▸ **Information supplied**

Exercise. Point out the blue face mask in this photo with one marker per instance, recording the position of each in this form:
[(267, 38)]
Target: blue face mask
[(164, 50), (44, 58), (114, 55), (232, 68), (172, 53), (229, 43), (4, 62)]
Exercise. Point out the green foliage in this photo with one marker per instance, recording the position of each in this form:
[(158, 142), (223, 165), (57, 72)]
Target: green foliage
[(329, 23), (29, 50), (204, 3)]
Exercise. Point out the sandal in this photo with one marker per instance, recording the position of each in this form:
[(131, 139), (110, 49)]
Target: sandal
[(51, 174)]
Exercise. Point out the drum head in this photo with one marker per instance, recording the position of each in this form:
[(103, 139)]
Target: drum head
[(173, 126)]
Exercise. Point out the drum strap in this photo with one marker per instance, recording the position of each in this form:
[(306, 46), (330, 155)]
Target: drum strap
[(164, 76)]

▸ **What to produce**
Format each line of the entries above as a Markdown table with two columns, Row and Line, leaving out blank lines and numbering the rows in order.

▸ **The result**
| Row | Line |
|---|---|
| 1 | Exercise. Point out the blue face mask in this photo with one marker per instance, recording the position of each in this form: |
| 2 | [(267, 38)] |
| 3 | Target: blue face mask |
| 4 | [(164, 50), (44, 58), (114, 55), (232, 68), (172, 53), (229, 43), (4, 62)] |
| 5 | Exercise. Point out the green foliage in this photo with one marker per instance, recording the position of each in this form: |
| 6 | [(158, 142), (223, 165), (57, 72)] |
| 7 | Target: green foliage |
| 8 | [(329, 23), (29, 50), (204, 3)] |
| 9 | Exercise. Point out the sandal in this photo with one marker per instance, recording the position of each in this form: |
| 10 | [(131, 139), (110, 49)] |
| 11 | Target: sandal |
| 12 | [(51, 174)] |
| 13 | Exercise. Point out the drum head in this photo with one marker per instance, recording the position of each in this form: |
| 14 | [(103, 139)] |
| 15 | Target: drum head |
| 16 | [(173, 126)] |
| 17 | Exercise. Point out the drum strap in this photo with one marker per instance, recording the position of each in this form: |
| 18 | [(306, 46), (330, 155)] |
| 19 | Target: drum strap |
| 20 | [(164, 76)] |